→ TASK
Work through the records below and tally every line containing "orange". Reply with the total alone.
:::
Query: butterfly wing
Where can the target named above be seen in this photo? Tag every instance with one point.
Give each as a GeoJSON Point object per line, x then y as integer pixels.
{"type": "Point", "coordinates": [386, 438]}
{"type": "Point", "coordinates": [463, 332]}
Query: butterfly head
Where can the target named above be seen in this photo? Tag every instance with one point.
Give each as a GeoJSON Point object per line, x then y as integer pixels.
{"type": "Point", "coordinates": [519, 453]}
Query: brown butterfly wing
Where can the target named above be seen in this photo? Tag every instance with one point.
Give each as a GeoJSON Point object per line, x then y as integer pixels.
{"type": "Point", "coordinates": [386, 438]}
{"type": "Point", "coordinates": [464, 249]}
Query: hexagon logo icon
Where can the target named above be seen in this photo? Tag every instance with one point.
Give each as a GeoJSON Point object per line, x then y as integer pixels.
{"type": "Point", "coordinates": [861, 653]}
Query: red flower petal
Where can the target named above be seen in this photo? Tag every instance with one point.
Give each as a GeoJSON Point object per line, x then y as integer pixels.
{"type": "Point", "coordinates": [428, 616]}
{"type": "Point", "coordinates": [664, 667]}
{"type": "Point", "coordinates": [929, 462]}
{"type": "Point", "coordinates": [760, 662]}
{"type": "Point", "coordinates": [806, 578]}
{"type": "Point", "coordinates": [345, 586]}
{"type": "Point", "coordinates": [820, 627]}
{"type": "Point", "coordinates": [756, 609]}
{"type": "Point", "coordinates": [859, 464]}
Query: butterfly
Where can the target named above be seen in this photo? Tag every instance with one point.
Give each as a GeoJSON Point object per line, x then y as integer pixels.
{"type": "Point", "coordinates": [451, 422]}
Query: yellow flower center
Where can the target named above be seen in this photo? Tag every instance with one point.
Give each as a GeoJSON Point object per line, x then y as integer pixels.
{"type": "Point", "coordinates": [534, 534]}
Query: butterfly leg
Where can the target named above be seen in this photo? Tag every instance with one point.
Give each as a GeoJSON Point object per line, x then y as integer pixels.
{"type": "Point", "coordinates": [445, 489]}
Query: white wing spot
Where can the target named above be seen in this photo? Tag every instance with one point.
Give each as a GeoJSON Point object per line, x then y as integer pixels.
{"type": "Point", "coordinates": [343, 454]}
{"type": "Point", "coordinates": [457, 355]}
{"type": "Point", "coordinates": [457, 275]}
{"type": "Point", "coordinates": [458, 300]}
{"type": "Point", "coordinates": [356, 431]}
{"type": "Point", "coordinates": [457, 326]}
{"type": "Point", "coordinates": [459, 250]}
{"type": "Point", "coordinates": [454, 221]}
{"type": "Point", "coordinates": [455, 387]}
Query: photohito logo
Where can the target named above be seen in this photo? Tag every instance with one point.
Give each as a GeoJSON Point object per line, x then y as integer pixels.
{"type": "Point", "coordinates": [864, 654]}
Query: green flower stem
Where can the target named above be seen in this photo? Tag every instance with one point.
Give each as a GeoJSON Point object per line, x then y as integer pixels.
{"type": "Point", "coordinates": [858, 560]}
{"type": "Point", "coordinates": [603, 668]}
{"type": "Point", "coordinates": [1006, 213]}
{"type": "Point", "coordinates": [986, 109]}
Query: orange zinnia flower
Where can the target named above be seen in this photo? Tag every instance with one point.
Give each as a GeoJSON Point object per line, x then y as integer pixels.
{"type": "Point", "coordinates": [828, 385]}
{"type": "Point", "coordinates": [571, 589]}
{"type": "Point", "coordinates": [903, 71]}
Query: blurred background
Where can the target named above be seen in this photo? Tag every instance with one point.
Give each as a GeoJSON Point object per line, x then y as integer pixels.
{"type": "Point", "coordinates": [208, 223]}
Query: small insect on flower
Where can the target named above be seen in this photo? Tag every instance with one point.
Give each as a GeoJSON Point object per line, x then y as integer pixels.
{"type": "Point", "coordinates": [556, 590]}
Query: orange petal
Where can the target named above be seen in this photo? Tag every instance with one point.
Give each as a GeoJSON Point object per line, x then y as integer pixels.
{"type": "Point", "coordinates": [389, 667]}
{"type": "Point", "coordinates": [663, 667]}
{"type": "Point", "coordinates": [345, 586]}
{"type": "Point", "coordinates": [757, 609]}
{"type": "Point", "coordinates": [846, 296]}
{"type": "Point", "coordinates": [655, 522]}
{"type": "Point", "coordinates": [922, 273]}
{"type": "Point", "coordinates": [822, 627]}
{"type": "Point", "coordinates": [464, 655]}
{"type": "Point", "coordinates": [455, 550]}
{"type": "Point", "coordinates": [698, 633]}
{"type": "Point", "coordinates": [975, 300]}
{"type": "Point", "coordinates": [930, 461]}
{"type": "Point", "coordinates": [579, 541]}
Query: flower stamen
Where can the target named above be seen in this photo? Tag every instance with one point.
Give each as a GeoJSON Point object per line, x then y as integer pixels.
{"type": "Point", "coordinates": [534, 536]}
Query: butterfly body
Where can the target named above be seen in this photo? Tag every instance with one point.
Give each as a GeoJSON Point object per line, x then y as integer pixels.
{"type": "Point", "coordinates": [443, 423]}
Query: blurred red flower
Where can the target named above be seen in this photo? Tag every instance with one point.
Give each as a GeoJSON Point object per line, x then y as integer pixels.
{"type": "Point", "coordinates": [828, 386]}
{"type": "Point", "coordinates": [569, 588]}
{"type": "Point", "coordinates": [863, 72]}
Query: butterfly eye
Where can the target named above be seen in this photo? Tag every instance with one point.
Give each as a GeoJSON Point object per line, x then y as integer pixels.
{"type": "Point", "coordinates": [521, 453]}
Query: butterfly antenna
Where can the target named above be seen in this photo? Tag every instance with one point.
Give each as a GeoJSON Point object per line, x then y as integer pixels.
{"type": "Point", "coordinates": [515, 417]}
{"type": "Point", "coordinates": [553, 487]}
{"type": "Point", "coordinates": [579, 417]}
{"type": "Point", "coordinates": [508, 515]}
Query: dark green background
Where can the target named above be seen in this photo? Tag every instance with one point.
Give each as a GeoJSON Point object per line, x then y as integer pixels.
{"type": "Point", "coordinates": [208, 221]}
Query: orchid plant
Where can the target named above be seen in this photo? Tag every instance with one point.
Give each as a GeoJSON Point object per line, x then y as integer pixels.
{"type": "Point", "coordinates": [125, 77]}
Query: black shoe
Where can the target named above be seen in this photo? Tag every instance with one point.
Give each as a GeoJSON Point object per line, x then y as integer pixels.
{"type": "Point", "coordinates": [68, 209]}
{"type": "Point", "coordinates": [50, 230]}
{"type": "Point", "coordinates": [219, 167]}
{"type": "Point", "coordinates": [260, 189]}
:::
→ ANSWER SPACE
2